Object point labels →
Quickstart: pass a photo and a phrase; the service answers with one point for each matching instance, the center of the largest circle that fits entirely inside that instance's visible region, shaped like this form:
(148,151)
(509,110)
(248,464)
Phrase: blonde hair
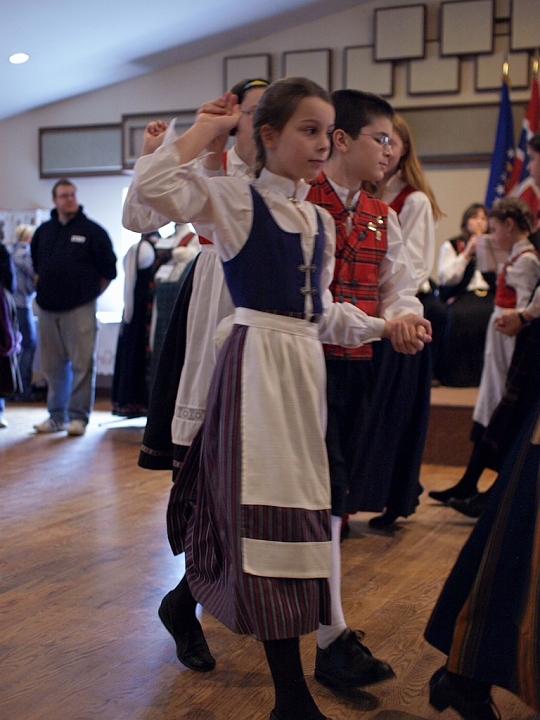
(410,167)
(24,233)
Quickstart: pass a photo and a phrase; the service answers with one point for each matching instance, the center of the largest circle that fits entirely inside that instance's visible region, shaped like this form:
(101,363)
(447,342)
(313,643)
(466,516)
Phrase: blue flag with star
(503,153)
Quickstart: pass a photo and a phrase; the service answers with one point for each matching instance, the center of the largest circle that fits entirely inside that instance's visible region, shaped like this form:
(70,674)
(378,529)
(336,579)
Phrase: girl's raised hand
(153,136)
(223,113)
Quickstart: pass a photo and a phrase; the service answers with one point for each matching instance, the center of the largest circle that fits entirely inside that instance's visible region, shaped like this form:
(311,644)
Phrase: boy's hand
(408,334)
(153,136)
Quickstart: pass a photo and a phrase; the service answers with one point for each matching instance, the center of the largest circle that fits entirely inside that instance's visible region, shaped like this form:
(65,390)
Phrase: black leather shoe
(471,507)
(472,700)
(384,521)
(191,647)
(346,663)
(445,496)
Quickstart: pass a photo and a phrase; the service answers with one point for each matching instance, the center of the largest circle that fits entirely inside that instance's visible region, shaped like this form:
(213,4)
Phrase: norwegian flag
(520,184)
(531,123)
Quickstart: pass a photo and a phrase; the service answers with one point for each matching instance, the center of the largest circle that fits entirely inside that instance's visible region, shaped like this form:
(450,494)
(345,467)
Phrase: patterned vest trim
(358,255)
(398,202)
(506,296)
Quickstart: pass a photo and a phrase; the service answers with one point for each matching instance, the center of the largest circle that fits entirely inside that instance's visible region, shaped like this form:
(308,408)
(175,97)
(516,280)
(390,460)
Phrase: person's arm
(523,276)
(418,232)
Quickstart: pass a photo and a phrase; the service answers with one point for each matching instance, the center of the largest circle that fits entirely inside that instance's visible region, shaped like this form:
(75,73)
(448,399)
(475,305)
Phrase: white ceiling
(77,46)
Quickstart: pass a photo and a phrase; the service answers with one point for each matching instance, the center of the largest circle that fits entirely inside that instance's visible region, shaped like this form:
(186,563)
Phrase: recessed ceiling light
(19,58)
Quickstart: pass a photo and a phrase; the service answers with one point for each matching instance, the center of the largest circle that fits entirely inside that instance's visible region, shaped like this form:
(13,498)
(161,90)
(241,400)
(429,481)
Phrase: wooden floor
(84,562)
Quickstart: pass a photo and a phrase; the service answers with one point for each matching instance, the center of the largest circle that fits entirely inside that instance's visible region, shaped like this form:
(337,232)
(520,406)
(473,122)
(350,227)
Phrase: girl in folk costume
(251,504)
(177,403)
(470,296)
(400,403)
(511,223)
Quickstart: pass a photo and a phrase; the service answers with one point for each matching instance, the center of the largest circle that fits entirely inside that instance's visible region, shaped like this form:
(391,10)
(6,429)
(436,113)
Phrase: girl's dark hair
(534,142)
(276,107)
(471,211)
(242,87)
(515,209)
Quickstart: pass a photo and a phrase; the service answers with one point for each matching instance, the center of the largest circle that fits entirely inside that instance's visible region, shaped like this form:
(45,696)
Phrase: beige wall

TASK TO CARRY OUT → Retype the whole listing, keeping every line identical and omitting all pictures.

CORRECT ANSWER →
Quickstart: pass a photo and a phrase; the service answers with one point for each matching instance, the center of the largest circle that fits entirely inside that instance's visible region, shaped like this form:
(148,151)
(509,110)
(248,464)
Phrase: blonde hair
(410,167)
(24,233)
Quickstart: pass a photo and a phrase; the service answers with one point for each matching instance, the center of the largest circle that fits entirely inside that instance's visible region, shaped like this form:
(101,363)
(447,342)
(313,643)
(466,516)
Phrase: blue flag with star
(503,153)
Quickstart: pass a photo and a phrase; the service answers with one point for each matching instance, the center of the largest circle that fits entirely inside that instance's visible region, shaped like this form:
(70,674)
(378,529)
(336,579)
Phrase: girl's raised hand
(153,136)
(223,113)
Quickstart: pass a photo and a phrase; the service answers with one point for each matching instance, the center of the largest circle that fits entirely inside that instance's visible region, shaped like this form:
(311,644)
Phrase: boy's hand
(408,334)
(153,136)
Quickstart: pass a photo and a phrase; the service answers with one point for each matching instance, the center of the largest circle that fits entirely inside that instance's visible region, shaped like this form:
(65,390)
Phrase: black leather shoe
(471,507)
(472,700)
(384,521)
(191,647)
(346,663)
(445,496)
Quickstart: pass a photo and a phrase; the service answers with one point for each matching instance, the center of the largest circle that fits entirely inside that instance's visible region, shaped like this form:
(213,4)
Phrase: norwegian flag
(520,184)
(531,123)
Quickstart: pass a photo and a phrase; the service answers with one point for each matching instance, the center of the largest circle that fits entirely inside that instance's visible region, shaped like this form:
(450,494)
(345,467)
Phrase: patterned vest trim
(358,255)
(398,202)
(506,296)
Quickstart: pass a photo and a phrase; the service answers with one point for each matching instance, the center of the largest circle that fits entirely inside that instance's visible region, shaped like this form:
(308,408)
(175,97)
(516,280)
(390,460)
Phrase: person's arm
(523,276)
(418,232)
Quickstart: pass a photo and a phrase; the service answers with one point for each matching instance, the center of the largest circle that fits entirely inside that instance's visible region, shaped like this form:
(75,73)
(448,399)
(475,305)
Phrase: white ceiling
(77,46)
Quickstart: pass a photo and a phrase; the service answers with one point for each matching instance, the center of the largest circle that fits entirely inside that instance's visible region, shaped like this form:
(186,563)
Phrase: recessed ceiling light
(19,58)
Quickstart: pass a photo and a phrase; the service answers with one point for each matching instance, the center of the largest circle that fits entirely inside that instance's visible region, shaped like this form:
(13,498)
(161,90)
(241,400)
(429,481)
Phrase: wooden floor
(84,562)
Quickstart: pass a photo and a phrase; the service answers with one point for each matching instance, the center of the largest circle that fits entirely inside that instance's visible region, shaped like this form:
(337,232)
(520,406)
(473,122)
(350,227)
Phrase: girl in folk costume
(251,504)
(177,403)
(470,296)
(400,403)
(511,223)
Quickstart: pass a photo and a phrase; the service answers with one point for each matching instance, the center of the largest circle that fits entirely inside that instance's visible region, shaped like this form:
(391,10)
(6,429)
(436,113)
Phrase: girl's dark hair
(534,142)
(276,107)
(471,211)
(242,87)
(515,209)
Quickstart: pass a photo and a phrase; the service answers with one point for each matching instance, the center of the largest circle that fits entirely inside that instance's visible region, shaped like this form:
(45,696)
Phrase: beige wall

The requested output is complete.